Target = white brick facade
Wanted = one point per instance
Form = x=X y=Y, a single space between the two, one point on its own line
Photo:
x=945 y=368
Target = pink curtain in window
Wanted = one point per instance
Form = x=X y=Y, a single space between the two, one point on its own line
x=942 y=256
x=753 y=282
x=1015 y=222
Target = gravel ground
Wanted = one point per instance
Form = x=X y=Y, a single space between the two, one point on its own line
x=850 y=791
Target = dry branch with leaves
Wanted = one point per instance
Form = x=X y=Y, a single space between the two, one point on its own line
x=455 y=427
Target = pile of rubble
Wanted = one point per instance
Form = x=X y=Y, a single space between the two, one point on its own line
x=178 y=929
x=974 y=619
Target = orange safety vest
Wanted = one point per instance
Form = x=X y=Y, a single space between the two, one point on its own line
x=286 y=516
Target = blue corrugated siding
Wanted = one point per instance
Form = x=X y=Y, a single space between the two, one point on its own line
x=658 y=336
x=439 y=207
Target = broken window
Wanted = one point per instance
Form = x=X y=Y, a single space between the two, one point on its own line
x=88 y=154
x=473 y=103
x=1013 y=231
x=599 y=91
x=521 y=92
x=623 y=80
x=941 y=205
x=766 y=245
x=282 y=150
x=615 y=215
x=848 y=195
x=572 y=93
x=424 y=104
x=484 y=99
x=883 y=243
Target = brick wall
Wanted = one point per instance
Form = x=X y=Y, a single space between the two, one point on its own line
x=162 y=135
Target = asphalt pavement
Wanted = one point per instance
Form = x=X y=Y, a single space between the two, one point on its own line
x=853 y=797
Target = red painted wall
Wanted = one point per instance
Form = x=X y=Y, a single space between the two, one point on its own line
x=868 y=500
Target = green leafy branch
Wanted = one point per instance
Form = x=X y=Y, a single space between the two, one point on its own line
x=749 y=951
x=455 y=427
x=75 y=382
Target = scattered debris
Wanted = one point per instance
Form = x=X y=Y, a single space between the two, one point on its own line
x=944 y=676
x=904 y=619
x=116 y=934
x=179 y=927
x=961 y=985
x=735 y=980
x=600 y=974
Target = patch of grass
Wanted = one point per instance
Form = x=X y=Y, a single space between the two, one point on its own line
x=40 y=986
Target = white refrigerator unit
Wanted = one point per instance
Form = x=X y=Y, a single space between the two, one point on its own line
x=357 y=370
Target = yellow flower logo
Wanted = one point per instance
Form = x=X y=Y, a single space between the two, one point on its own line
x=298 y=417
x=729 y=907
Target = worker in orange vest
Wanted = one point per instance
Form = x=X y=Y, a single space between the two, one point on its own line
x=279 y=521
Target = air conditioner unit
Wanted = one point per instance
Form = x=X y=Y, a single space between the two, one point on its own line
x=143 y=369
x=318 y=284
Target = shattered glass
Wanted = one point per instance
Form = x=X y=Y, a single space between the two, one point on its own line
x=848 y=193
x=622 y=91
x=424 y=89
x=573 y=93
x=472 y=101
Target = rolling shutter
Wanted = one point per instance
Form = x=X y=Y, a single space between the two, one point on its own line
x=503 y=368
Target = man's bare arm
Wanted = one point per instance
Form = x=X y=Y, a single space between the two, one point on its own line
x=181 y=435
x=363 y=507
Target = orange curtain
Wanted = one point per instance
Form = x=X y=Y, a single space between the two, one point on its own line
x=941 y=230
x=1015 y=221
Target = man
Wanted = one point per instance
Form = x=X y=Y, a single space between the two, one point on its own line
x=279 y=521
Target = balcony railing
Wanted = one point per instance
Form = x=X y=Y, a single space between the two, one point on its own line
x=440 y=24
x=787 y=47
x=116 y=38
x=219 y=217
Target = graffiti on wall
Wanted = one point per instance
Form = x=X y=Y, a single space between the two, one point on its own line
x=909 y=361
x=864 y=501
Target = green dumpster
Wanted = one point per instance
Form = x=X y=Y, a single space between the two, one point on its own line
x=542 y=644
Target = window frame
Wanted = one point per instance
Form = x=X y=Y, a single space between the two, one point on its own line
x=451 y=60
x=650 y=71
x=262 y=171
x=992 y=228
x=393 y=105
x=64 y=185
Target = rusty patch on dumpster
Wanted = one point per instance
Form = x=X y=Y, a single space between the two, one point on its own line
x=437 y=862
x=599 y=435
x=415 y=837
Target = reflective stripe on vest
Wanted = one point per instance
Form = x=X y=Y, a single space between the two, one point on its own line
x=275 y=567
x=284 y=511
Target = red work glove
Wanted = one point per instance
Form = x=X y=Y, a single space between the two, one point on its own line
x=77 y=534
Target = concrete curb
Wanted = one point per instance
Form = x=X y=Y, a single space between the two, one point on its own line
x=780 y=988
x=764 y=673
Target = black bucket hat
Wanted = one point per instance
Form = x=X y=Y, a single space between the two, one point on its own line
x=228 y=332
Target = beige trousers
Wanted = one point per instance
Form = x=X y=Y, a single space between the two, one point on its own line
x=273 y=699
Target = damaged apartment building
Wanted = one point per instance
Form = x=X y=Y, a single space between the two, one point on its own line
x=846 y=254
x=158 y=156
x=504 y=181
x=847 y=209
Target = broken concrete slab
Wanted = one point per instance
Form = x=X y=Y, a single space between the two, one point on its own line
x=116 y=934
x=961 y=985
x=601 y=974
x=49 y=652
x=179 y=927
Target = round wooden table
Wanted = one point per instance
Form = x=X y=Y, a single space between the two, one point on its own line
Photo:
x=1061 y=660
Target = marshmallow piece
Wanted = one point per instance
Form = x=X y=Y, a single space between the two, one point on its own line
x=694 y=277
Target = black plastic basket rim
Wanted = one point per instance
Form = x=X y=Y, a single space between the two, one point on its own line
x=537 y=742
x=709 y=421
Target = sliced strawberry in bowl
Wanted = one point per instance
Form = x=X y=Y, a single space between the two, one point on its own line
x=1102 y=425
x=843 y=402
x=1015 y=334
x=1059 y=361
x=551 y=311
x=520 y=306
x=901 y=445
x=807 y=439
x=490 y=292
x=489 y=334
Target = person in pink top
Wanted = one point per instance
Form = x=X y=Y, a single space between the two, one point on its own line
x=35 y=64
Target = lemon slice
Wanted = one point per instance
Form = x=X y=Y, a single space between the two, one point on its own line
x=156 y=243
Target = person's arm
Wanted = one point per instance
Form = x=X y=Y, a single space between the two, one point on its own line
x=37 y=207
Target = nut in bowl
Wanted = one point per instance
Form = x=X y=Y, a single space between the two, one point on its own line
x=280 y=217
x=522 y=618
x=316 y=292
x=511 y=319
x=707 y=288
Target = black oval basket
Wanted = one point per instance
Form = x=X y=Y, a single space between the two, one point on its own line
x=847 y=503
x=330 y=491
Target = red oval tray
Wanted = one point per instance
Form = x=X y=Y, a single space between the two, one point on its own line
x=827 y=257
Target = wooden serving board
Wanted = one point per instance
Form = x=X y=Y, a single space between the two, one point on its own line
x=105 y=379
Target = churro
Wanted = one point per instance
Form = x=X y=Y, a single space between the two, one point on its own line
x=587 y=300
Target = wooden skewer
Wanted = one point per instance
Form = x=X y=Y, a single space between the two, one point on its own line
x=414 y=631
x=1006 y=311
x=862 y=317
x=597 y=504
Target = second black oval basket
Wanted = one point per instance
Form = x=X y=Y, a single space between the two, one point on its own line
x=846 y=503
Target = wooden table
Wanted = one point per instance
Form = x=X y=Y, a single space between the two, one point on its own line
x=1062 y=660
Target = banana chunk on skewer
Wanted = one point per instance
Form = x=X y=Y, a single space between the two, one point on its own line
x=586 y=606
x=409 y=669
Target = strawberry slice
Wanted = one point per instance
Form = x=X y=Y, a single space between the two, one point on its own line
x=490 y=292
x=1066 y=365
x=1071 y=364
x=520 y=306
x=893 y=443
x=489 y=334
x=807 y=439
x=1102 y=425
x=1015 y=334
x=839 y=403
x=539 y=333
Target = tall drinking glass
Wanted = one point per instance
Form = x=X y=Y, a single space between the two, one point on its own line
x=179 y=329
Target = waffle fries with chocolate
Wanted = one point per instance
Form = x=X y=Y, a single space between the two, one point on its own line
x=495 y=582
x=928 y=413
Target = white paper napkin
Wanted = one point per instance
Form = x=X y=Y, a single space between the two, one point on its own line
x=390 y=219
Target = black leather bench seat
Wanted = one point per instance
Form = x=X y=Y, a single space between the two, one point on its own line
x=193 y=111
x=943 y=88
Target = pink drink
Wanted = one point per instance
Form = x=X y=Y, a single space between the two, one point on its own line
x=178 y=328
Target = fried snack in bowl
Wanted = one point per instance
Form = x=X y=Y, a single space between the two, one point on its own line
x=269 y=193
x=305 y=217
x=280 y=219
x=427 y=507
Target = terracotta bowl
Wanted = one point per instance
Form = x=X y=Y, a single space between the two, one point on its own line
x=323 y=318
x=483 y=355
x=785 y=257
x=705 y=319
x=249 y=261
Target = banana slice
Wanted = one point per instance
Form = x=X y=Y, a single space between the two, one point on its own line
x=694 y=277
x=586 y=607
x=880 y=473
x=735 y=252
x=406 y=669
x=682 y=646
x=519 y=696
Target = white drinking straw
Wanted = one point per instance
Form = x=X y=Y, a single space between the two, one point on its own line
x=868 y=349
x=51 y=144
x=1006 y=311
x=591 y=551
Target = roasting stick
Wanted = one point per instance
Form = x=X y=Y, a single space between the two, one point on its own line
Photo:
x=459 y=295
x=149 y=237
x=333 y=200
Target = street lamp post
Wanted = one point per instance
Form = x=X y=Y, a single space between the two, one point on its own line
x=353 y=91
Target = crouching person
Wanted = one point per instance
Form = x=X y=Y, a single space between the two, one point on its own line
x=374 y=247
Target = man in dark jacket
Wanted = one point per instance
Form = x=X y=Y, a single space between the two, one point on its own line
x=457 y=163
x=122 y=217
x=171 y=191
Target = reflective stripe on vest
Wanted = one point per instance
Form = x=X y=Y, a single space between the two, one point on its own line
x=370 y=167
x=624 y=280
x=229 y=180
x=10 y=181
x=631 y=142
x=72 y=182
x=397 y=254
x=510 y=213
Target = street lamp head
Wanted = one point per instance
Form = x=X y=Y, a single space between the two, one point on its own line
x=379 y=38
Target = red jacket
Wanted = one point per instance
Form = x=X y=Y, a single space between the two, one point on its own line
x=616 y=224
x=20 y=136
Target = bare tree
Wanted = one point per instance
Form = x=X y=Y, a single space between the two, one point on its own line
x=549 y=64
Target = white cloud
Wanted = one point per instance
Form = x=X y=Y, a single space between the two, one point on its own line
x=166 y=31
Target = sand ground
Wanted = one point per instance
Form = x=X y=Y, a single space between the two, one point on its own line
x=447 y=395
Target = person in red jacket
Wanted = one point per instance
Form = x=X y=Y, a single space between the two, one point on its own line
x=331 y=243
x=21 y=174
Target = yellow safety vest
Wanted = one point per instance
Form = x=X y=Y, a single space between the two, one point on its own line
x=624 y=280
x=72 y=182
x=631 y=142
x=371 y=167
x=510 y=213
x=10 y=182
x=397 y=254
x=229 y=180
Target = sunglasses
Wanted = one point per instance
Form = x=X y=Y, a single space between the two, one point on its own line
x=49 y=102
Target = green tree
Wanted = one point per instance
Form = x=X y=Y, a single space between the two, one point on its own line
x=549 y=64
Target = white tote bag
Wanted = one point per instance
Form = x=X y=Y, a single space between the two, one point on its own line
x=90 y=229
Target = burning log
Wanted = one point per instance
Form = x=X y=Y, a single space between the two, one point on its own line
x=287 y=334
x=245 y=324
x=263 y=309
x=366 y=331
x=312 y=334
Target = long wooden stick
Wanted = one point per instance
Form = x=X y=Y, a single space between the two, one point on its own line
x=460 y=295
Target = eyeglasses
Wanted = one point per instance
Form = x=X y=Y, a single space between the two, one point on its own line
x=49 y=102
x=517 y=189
--
| Aim of the task |
Format everything from the line with "Target = white paper napkin" down to the line with "x=249 y=261", both included, as a JSON list of strings with one string per line and blank lines left out.

| Written response |
[
  "Target = white paper napkin",
  "Wanted = one point per instance",
  "Form = x=X y=Y, a single space between the two, one point on its own line",
  "x=390 y=219",
  "Target = black leather bench seat",
  "Wanted = one point per instance",
  "Form = x=X y=Y, a single space between the two, one point on its own line",
  "x=193 y=111",
  "x=943 y=88",
  "Target = pink drink",
  "Wanted = one point per instance",
  "Form = x=X y=Y, a single space between the two, one point on its own line",
  "x=178 y=328",
  "Target = fried snack in bowl",
  "Wanted = one point per instance",
  "Form = x=X y=Y, a single space between the two, one point on its own line",
  "x=269 y=193",
  "x=305 y=217",
  "x=280 y=219",
  "x=427 y=507",
  "Target = terracotta bowl",
  "Wanted = one point per instance",
  "Form = x=X y=Y, a single space between the two, one point on its own line",
  "x=323 y=318",
  "x=483 y=355",
  "x=785 y=257",
  "x=705 y=319",
  "x=249 y=261"
]